▸ **TASK**
Rewrite all of the items below, swapping "outline" for "contour" wherever it appears and keeping everything else the same.

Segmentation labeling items
- - - -

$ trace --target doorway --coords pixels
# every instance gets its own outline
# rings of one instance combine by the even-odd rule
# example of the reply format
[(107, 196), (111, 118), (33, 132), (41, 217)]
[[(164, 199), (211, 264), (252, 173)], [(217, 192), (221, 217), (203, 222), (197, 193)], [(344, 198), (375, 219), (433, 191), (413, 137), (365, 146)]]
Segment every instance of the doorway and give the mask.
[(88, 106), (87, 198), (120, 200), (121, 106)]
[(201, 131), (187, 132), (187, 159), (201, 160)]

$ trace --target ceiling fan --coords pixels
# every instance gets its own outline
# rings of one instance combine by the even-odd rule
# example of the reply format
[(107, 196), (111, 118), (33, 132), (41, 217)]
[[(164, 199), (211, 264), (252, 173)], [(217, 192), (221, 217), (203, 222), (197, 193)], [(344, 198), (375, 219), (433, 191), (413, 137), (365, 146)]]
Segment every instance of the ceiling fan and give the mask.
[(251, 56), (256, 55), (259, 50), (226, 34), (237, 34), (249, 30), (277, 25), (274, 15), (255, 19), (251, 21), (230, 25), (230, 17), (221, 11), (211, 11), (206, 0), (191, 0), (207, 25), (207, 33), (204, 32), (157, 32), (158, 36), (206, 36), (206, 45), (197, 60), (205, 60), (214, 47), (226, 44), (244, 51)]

- - - -

▸ **THE SOLUTION**
$ trace --target doorway --coords pixels
# every instance gets its own contour
# rings of one instance combine by the even-odd rule
# example of the reply format
[(107, 196), (111, 118), (33, 132), (41, 217)]
[[(164, 199), (211, 264), (252, 173)], [(217, 192), (221, 217), (203, 222), (197, 193)], [(344, 198), (375, 219), (433, 191), (413, 137), (365, 146)]]
Segment every instance of the doorway and give the mask.
[(88, 106), (87, 198), (120, 200), (121, 106)]
[(201, 131), (187, 132), (187, 159), (201, 160)]

$ trace --target ceiling fan --coords pixels
# every instance gets its own contour
# rings of one instance combine by the even-odd rule
# example of the reply format
[(107, 196), (111, 118), (33, 132), (41, 217)]
[[(164, 199), (211, 264), (252, 173)], [(217, 192), (221, 217), (203, 222), (197, 193)], [(344, 198), (375, 219), (433, 191), (413, 137), (365, 146)]]
Segment every instance of the ceiling fan and give the mask.
[(251, 56), (256, 55), (259, 50), (226, 34), (237, 34), (249, 30), (277, 25), (274, 15), (255, 19), (251, 21), (230, 25), (230, 17), (221, 11), (211, 11), (206, 0), (191, 0), (207, 25), (207, 33), (204, 32), (157, 32), (158, 36), (206, 36), (206, 45), (197, 60), (205, 60), (214, 47), (226, 44), (244, 51)]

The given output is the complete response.